### DIRECTION
Copy the data below line for line, leaving every character unchanged.
=== WORKING DATA ===
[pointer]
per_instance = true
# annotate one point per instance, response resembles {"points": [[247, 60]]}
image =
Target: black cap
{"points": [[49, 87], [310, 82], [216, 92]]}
===
### FINISHED ANSWER
[pointer]
per_instance = true
# annotate one point per instance, response resembles {"points": [[247, 60]]}
image =
Target: black cap
{"points": [[49, 87], [310, 82], [216, 92]]}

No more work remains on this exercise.